- _WHAT YOU NEED TO DO_
Recast the lines below, from the line containing "Locate the car roof" through the line containing "(1244, 428)", inclusive, as a JSON list of strings with one string per line and blank lines omitted.

Saved data entries
────────────────────────────────────────

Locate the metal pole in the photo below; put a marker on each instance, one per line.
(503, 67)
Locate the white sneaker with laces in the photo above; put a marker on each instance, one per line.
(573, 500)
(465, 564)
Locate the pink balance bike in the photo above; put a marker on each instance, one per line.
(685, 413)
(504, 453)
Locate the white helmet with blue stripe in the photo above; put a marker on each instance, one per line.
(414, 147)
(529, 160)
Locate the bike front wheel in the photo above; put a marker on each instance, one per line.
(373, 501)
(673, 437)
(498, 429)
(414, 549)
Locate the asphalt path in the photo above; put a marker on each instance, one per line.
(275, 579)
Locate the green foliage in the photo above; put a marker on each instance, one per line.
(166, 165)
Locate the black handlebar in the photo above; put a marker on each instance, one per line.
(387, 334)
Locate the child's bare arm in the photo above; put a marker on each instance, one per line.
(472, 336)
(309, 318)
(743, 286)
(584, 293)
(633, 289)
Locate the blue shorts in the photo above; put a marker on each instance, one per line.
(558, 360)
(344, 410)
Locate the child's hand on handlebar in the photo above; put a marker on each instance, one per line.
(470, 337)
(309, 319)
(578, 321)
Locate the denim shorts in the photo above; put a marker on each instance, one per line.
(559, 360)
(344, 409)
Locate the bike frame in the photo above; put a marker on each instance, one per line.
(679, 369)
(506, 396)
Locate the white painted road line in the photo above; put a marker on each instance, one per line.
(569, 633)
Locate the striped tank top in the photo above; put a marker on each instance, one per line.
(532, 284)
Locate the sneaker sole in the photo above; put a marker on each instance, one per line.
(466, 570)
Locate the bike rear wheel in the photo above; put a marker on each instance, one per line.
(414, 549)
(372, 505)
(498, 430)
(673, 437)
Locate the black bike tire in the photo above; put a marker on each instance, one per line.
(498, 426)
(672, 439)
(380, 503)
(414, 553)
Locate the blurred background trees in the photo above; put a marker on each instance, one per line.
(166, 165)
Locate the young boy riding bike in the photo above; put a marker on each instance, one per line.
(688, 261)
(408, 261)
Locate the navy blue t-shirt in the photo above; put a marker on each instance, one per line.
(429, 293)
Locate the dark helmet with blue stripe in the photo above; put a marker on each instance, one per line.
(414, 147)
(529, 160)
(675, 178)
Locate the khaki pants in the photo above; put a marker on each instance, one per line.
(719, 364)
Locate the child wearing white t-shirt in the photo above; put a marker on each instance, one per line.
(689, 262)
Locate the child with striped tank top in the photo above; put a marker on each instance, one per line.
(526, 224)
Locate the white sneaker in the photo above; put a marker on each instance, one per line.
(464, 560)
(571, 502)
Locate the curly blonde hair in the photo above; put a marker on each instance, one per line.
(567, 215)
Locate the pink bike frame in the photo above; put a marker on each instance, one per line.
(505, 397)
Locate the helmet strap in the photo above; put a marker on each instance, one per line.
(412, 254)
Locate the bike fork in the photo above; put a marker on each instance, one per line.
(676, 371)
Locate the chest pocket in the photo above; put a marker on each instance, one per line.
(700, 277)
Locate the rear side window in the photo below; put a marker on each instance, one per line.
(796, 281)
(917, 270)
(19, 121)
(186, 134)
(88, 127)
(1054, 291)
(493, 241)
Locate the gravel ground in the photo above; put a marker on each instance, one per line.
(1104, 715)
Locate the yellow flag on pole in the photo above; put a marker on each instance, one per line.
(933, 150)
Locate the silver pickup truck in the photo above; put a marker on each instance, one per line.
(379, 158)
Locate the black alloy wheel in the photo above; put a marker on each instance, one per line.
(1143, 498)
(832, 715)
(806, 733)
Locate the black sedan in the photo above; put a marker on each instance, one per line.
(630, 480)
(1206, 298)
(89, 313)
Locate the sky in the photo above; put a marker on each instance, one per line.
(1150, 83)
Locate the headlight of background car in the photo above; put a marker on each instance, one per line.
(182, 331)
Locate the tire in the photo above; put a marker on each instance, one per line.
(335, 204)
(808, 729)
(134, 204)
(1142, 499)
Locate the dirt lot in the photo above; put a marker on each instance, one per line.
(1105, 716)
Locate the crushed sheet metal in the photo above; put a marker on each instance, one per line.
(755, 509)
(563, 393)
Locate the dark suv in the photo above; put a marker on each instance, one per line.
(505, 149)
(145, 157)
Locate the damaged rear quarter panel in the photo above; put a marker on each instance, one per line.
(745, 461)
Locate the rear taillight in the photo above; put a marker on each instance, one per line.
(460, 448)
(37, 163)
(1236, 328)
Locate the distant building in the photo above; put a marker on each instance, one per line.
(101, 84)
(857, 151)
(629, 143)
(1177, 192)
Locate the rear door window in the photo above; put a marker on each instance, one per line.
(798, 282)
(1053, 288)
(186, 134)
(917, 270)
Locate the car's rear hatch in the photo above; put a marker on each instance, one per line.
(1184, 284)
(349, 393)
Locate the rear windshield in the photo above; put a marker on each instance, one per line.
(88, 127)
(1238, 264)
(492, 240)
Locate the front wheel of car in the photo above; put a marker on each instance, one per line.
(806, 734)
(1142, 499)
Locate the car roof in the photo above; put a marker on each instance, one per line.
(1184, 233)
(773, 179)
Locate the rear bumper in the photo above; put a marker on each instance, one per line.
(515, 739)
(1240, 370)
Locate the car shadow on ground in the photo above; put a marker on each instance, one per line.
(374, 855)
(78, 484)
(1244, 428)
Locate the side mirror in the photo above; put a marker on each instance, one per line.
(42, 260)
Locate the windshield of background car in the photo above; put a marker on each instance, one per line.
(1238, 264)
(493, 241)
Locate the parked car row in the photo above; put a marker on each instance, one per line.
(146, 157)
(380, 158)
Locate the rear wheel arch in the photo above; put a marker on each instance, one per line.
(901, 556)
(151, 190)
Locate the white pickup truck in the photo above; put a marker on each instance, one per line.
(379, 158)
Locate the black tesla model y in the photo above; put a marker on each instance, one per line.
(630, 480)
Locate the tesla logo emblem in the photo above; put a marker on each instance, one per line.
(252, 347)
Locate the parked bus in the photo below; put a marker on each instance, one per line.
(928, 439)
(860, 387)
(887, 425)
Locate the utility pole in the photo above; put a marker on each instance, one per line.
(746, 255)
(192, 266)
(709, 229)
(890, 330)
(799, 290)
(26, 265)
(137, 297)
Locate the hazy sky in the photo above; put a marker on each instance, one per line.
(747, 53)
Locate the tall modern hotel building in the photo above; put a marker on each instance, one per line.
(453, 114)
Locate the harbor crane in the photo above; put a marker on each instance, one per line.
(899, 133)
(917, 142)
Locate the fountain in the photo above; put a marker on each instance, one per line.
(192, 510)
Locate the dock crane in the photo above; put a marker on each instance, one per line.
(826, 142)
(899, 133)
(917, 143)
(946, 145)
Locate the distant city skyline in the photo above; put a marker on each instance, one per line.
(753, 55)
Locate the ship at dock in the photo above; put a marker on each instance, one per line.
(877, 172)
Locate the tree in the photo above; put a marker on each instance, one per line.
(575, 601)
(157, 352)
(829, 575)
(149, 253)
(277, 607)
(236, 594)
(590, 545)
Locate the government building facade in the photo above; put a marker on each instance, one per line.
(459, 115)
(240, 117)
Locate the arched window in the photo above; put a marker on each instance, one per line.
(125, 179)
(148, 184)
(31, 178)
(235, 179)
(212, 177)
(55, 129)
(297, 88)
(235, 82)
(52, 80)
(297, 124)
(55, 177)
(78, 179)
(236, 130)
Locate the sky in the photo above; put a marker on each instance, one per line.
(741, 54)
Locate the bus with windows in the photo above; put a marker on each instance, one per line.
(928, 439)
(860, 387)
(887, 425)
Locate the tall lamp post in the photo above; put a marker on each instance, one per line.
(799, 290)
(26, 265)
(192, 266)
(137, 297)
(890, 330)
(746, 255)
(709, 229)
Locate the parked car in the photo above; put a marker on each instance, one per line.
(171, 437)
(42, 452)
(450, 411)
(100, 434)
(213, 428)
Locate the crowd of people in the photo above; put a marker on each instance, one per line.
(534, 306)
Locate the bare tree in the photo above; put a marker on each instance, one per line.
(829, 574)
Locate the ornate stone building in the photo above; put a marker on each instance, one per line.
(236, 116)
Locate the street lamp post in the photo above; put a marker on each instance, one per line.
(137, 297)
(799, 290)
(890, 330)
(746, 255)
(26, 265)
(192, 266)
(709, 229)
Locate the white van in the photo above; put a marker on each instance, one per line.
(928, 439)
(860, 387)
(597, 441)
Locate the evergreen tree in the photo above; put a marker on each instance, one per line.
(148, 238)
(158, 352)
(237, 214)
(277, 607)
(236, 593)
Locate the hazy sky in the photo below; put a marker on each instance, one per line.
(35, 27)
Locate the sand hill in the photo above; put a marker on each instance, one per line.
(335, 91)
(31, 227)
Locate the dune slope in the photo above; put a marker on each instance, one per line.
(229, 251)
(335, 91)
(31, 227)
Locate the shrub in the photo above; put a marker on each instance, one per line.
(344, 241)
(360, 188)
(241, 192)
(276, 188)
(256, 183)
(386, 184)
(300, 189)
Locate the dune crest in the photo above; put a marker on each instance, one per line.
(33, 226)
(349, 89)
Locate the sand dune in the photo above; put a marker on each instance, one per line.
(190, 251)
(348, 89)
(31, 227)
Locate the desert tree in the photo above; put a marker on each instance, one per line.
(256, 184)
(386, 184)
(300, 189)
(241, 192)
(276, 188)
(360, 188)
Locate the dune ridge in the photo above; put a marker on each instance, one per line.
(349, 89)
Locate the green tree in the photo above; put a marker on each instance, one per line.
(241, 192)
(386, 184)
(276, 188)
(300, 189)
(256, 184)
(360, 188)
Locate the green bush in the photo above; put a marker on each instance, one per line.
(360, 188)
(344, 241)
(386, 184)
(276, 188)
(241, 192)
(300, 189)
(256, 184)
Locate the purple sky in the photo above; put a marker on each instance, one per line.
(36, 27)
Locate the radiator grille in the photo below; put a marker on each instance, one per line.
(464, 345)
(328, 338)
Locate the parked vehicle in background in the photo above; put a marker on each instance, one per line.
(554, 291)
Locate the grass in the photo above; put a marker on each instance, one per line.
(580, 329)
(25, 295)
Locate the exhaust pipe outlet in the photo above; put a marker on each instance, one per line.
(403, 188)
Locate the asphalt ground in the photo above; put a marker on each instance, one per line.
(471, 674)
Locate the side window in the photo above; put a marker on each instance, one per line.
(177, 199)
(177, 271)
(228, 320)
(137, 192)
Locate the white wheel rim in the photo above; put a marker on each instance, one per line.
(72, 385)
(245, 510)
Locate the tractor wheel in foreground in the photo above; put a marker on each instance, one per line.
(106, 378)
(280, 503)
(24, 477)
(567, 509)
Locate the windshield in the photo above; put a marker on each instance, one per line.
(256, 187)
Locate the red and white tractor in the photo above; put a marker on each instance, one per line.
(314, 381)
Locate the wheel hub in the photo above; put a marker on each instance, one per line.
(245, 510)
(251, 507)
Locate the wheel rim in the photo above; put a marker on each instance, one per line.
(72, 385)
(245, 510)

────────────────────────────────────────

- _REPLY_
[
  "Locate the car roof in the photo above; put a marker on each instance, one per line.",
  "(1184, 233)",
  "(773, 179)",
  "Locate the rear bumper in the photo above; put a marker on each instance, one per line.",
  "(515, 739)",
  "(1240, 370)",
  "Locate the car shadow on ground in the photo above; put a marker on each instance, one per line.",
  "(374, 855)",
  "(78, 484)",
  "(1244, 428)"
]